### ÜBUNGSTEXT
※

Reizdarmsyndrom – wenn der Bauch die Kontrolle übernimmt

Wie Physio- und Ergotherapie beim Reizdarm ganzheitlich unterstützen können

Blähungen, Bauchschmerzen, Durchfall oder Verstopfung – viele Menschen leiden unter funktionellen Verdauungsstörungen, bei denen keine organische Ursache gefunden wird. Das Reizdarmsyndrom (RDS) zählt zu den häufigsten gastroenterologischen Diagnosen – und ist doch mehr als ein „nervöser Magen“. Denn oft steckt hinter den Symptomen ein komplexes Zusammenspiel aus Verdauung, Nervensystem und psychischer Belastung. Genau hier setzt ein ganzheitlicher Therapieansatz an – mit wertvollen Beiträgen aus Physiotherapie und Ergotherapie.

Was ist das Reizdarmsyndrom?

Das Reizdarmsyndrom ist eine funktionelle Störung des Verdauungssystems, bei der keine strukturelle oder entzündliche Ursache vorliegt – die Beschwerden jedoch real, belastend und oft chronisch sind.

Typische Symptome:

  • Bauchschmerzen, krampfartige Beschwerden

  • Blähungen, Druckgefühl, Völlegefühl

  • veränderte Stuhlgewohnheiten (Durchfall, Verstopfung oder beides im Wechsel)

  • Gefühl unvollständiger Entleerung

  • häufig auch Erschöpfung, Schlafstörungen, depressive Verstimmung

Wichtig: Reizdarm bedeutet nicht „alles psychisch“ – sondern eine Störung der Darm-Hirn-Achse, bei der das vegetative Nervensystem, die Darmbewegung (Motilität) und die Schmerzverarbeitung gestört sind.

Darm-Hirn-Achse: Wo Stress auf den Bauch schlägt

Das enterische Nervensystem („Bauchhirn“) ist eng mit dem zentralen Nervensystem verbunden. Stress, Angst oder emotionale Belastungen können über die autonome Regulation (v. a. Vagusnerv und Sympathikus) zu Darmbeschwerden führen – ebenso wie gestörte Darmbewegung oder mikrobiologische Ungleichgewichte Symptome im Nervensystem auslösen können.

Ein zentraler Punkt: Beim Reizdarmsyndrom ist nicht das Organ krank, sondern die Regulation gestört.

Physiotherapie – Bewegung, Atmung und Regulation

Auch wenn es auf den ersten Blick ungewöhnlich klingt: Physiotherapie spielt beim Reizdarm eine wichtige Rolle. Ziel ist nicht nur die Mobilisation der Bauchorgane, sondern die Förderung der vegetativen Selbstregulation und eine Beruhigung des überreizten Systems.

※

### ÜBUNGSDATEN

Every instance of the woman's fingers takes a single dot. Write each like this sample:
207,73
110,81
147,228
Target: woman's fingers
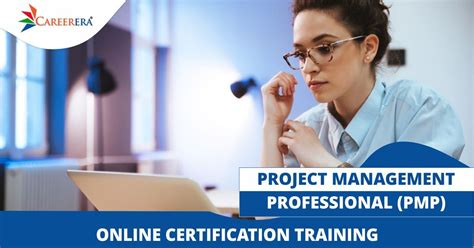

※

### ARBEITSAUFTRAG
Führen Sie den Text über das Reizdarmsyndrom nach seinem letzten Satz weiter.

### ENDGÜLTIGE LÖSUNG
Therapeutische Schwerpunkte:

  • viszerale Techniken zur Entlastung von Spannung in Bauch und Zwerchfell

  • Mobilisation von Becken, LWS und Iliosakralgelenken

  • Atemtherapie zur Aktivierung des parasympathischen Systems (Vagus)

  • Medical Yoga und sensomotorische Übungen zur vegetativen Stabilisierung

  • Stressreduktion durch Bewegung und Körperarbeit

Prinzip: Der Darm folgt dem Tonus – und wenn der Körper lernt zu entspannen, beruhigt sich oft auch die Verdauung.

Ergotherapie – Reizmanagement im Alltag

Beim Reizdarmsyndrom geht es nicht nur um Ernährung und Medikamente – sondern auch um Alltagsstrukturen, Stressverarbeitung, Reizreduktion und emotionale Bewältigung. Hier kommt die Ergotherapie ins Spiel.

Ergotherapeutische Ansätze:

  • Pacing und Tagesstrukturierung zur Vermeidung von Überforderung

  • Umgang mit Triggern (z. B. Arbeitsplatzstress, soziale Unsicherheit, unregelmäßige Abläufe)

  • Training von Selbstfürsorge und Achtsamkeit

  • Anleitung zu Entspannungstechniken, z. B. PMR oder Körperreise

  • Ressourcenorientierte Alltagsstrategien und Belastungssteuerung

Ziel: Den Alltag wieder aktiv gestalten – trotz oder gerade mit einem empfindlichen Bauch.

Biopsychosozial verstehen – der Mensch im Mittelpunkt

Bei Hockenholz betrachten wir das Reizdarmsyndrom nicht als Magen-Darm-Problem, sondern als Ausdruck eines gestörten Zusammenspiels zwischen Nervensystem, Bewegung, Körpergefühl und Alltagserleben.

Unser ganzheitlicher Ansatz beinhaltet:

  • Aufklärung über die Darm-Hirn-Achse

  • Förderung vegetativer Balance durch Bewegung, Atmung und Berührung

  • Schulung von Körperwahrnehmung und Selbstregulation

  • Stärkung der Selbstwirksamkeit und psychosozialen Ressourcen

  • Integration von Psychosomatik und funktioneller Körpertherapie

Fazit: Reizdarm ist behandelbar – mit dem richtigen Ansatz

Das Reizdarmsyndrom ist kein Schicksal, sondern eine funktionelle Herausforderung, die sich positiv beeinflussen lässt – wenn wir den Körper wieder in Balance bringen. Physio- und Ergotherapie bieten hier wirkungsvolle Werkzeuge: zur Beruhigung des Nervensystems, zur Stärkung des Körpergefühls und zur Rückgewinnung von Sicherheit und Kontrolle im Alltag.